**Data**

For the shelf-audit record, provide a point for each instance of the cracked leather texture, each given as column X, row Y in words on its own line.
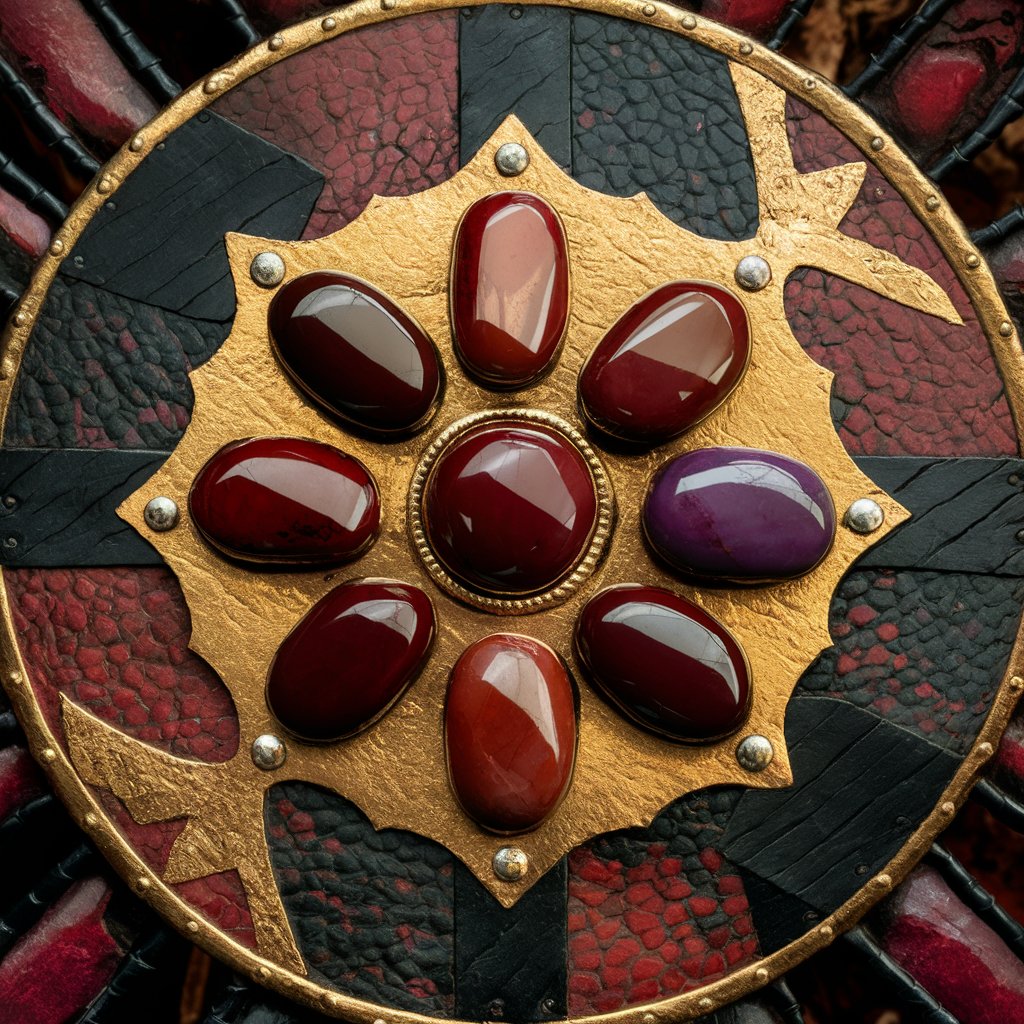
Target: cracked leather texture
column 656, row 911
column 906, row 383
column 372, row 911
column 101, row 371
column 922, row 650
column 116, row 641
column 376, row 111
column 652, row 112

--

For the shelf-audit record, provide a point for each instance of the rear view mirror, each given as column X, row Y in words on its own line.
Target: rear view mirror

**Set task**
Transcribe the stretch from the line containing "of the rear" through the line containing "Target: rear view mirror", with both of those lines included.

**Output for this task**
For the shelf-audit record, provide a point for each instance of the rear view mirror, each given as column X, row Y in words on its own line.
Target: rear view mirror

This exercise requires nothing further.